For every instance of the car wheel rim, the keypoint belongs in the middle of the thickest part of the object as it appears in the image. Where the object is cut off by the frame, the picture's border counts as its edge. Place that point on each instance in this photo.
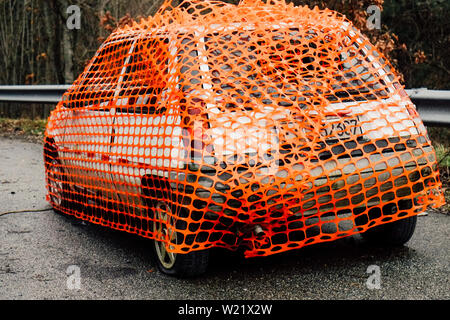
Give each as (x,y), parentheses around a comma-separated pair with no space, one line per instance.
(163,217)
(55,183)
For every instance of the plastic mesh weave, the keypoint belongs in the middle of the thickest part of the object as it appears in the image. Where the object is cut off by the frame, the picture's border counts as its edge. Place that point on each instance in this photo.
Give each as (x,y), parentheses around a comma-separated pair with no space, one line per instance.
(207,120)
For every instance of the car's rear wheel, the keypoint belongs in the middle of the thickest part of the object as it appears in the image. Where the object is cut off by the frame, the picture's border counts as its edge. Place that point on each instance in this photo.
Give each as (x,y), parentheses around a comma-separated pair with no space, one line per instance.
(395,233)
(175,264)
(58,188)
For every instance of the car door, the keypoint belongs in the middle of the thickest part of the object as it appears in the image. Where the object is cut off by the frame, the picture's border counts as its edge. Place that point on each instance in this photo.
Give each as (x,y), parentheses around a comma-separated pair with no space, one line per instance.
(147,132)
(89,123)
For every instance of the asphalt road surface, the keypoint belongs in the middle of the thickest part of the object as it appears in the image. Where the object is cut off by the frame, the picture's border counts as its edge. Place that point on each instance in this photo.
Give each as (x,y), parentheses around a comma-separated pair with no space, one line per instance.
(48,256)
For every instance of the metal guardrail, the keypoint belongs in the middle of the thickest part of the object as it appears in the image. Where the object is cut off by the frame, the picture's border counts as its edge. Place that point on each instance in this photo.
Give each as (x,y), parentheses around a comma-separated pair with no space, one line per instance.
(432,105)
(43,94)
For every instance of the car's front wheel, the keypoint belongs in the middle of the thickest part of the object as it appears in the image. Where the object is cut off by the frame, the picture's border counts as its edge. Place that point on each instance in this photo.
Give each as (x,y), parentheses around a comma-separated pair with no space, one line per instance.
(57,186)
(395,233)
(175,264)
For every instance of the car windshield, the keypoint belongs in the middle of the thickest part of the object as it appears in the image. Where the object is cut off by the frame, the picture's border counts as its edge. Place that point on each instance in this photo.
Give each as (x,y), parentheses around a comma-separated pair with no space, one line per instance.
(291,66)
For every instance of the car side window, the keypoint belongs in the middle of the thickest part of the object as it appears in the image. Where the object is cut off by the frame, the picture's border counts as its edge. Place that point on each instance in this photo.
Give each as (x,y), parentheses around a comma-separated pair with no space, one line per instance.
(145,78)
(97,87)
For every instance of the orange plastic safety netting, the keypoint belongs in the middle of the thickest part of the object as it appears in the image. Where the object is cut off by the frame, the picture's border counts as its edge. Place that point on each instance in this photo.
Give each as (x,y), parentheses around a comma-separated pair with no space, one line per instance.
(262,125)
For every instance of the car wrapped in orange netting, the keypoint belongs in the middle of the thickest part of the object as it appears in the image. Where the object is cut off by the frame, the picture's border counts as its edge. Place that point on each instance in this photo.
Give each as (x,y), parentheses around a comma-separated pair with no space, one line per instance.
(262,126)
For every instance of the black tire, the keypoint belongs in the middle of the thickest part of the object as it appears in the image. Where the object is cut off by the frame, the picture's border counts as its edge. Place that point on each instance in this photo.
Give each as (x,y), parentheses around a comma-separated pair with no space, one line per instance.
(392,234)
(58,188)
(192,264)
(178,265)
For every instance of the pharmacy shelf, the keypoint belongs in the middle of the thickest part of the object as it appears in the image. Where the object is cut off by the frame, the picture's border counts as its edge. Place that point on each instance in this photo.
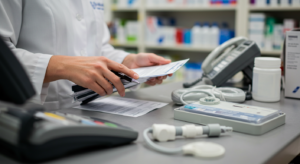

● **WHAT TO WORK ON**
Reproduce the lines above word for word, leaving out the pictures.

● **EXERCISE ANSWER**
For every instance of the car wheel rim, the keypoint belongs in the middle of the thickest part of the object as it appears in the image. Where the object is cut off by the frame, the picture's border counts as its edge. Place that point on each instance in this photo.
Give each as (x,y), parentheses around a comma-separated pair with no space, one line per instance.
(163,217)
(55,183)
For every instance of the plastic mesh weave, the keypoint belongs in the middle of the thickest part of the object as it appears in the image. Where the object is cut off by the frame, the picture's border counts as its edge. Place that point on each instance in this photo.
Give each as (x,y), parentheses around a comma-separated pair with no space, one line per instance.
(207,120)
For every instance of the car's rear wheel, the keypoint belongs in the middle of the thickest part of the object as it appears in the image. Where the object is cut off by the frame, the picture's border counts as its edge. Place that point on each instance in this photo.
Give each as (x,y), parentheses around a comma-separated pair with no space, one line per instance.
(395,233)
(175,264)
(58,188)
For every instance of the car door, the keypoint belongs in the middle of the thickest part of the object as it appears in the image. Where the object is cut off by the frame, the picture's border counts as its edge. Place that point on each instance in this photo.
Give each as (x,y), parentheses around a comma-separated pair with no space, one line per instance.
(147,132)
(89,123)
For every instance of the asphalt road surface, the keypoint belongs in the middle of the thickest part of the object as it appears in the image. Where the object is cut off by the frame, the picture's border counts as its edge. Place that point on each instance in this photo.
Give each as (x,y), parentheses around a comma-separated pair with no space, one line per instance.
(48,256)
For every instance of the metal guardrail, the keypoint belongs in the middle of the thickest part of the object as it appears in the image. Where the object is cut off by the frame, the picture's border counts as its edge. Place that point on each instance in this photo.
Give each as (x,y), parentheses around a comma-separated pair with no space, one line per instance.
(432,105)
(43,94)
For every instance of the car's front wheel, the keypoint belongs in the middle of the thickest part of the object as it appears in the image. Where the object is cut off by the frame, the picture's border counts as its edge. Place that point on each instance in this photo.
Give each as (x,y), parentheses around a comma-separated pair with no space, one line per instance.
(57,186)
(395,233)
(175,264)
For every instance of the car windshield, the keypoint belongs in the middle of the thickest part of the object as it appears in the image. Where the object is cut off by the frame, the picture's border counts as its edge. Place that point on each instance in this photo.
Give each as (x,y), parentheses around a comma-separated pair with no space, one line per instance.
(291,66)
For every instance of the car side window, the keypoint belongs in the middle of the thickest part of the object as it appears in the image. Where the object is cut off by the frame, the picture's border counts as its edge. Place that point on each instance in this photo.
Give each as (x,y), parentheses around a comma-separated pair with no space, one line per instance.
(145,78)
(97,87)
For every instance of the orange plastic safety netting, the keypoint belongs in the middle of the thickest part of the object as it appears in the image. Where the object is cut off by the frame, the picture's border counts as its edge. Place that point on each instance in this photo.
Give each as (x,y), parentheses around a comma-separated pair with no space, one line per instance.
(262,125)
For every instance of the car wrapped in orange netting, the keypoint belongs in the middle of the thickest part of the object as it appears in the image. Where the object is cut off by the frame, the picture's border counts as its edge. Place that point on each instance in this photo.
Give each as (x,y), parentheses around a comma-separated pair with no space, one line per instance.
(262,126)
For every instance of the black tire, the keypoint belongs in the middle of the thickest part of the object as it appears in the image. Where the object is cut off by the frame, the picture's border counts as its edge. Place that point on each instance in this photo.
Give each as (x,y), parentheses around a comma-separated pair with no space, one line per instance.
(392,234)
(58,188)
(192,264)
(178,265)
For every instance of the pharmacy shelf, the keypoint belongs in the middle of the thickest part of the object as it appears in the image. Where the object is cut off by the frame, the picture's border counts as its edge. Place that point on each instance in this photo.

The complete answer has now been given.